THE TASK: Write the next few paragraphs of the article about the nodosaur hatchling fossil found in Maryland, starting after its last sentence.

A dinosaur fossil discovered in Maryland has been deemed to be the youngest nodosaur ever discovered, according to researchers.
The fossil is of an armored dinosaur hatchling and is a new genus and species of dinosaur believed to have lived 110 millions years ago during the Early Cretaceous Era, said researchers at the Johns Hopkins University School of Medicine and an amateur fossil hunter in College Park, Md. in a press release.
Nodosaurs have been found in diverse locations worldwide, but they've rarely been found in the United States.
"Now we can learn about the development of limbs and the development of skulls early on in a dinosaur's life," says David Weishampel, Ph.D., a professor of anatomy at the Johns Hopkins University School of Medicine. "The very small size also reveals that there was a nearby nesting area or rookery, since it couldn't have wandered far from where it hatched. We have the opportunity to find out about dinosaur parenting and reproductive biology, as well as more about the lives of Maryland dinosaurs in general."
The fossil was discovered in 1997 by Ray Stanford, a dinosaur tracker, when he was searching a creek bed near his house after an extensive flood.
Stanford identified it as a nodosaur and called Weishampel, a paleontologist and expert in dinosaur systematics. Weishampel and his colleagues determined the fossil's identity as a nodosaur by identifying a distinctive pattern of bumps and grooves on the skull.
They then did a computer analysis of the skull shape, comparing its proportions to those of ten skulls from different species of ankylosaurs, the group that contains nodosaurs. They found that this dinosaur was closely related to some of the nodosaur species, although it had a shorter snout overall than the others.
Comparative measurements enabled them to designate a new species, Propanoplosaurus marylandicus. In addition to being the youngest nodosaur ever found, it is the first hatchling of any dinosaur species ever recovered in the eastern United States, says Weishampel.

PROVIDED MATERIAL:
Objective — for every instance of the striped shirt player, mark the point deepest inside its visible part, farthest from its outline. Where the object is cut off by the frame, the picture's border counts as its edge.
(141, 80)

YOUR RESPONSE:
The area had originally been a flood plain where the dinosaur drowned. Cleaning the fossil revealed a hatchling nodosaur on its back, much of its body imprinted along with the top of its skull. Weishampel determined the dinosaur's age at time of death by analyzing the degree of development and articulation capability of the ends of the bones, as well as deducing whether the bones themselves were porous, as young bones would not be fully solid.
Size was also a clue. The body in the fossil was only 13 cm long. Adult nodosaurs are estimated to have been between 20 and 30 feet long. Weishampel also used the position and quality of the fossil to deduce the dinosaur's method of death and preservation: drowning, and getting buried by sediment in the stream. Egg shells have never been found preserved in the vicinity. By the layout of the bones and the size of some very small nodosaur footprints found nearby, Weishampel believed the dinosaur was a hatchling, rather than an embryo, because it was able to walk independently.
"We didn't know much about hatchling nodosaurs at all prior to this discovery," says Weishampel. "And this is certainly enough to motivate more searches for dinosaurs in Maryland, along with more analysis of Maryland dinosaurs."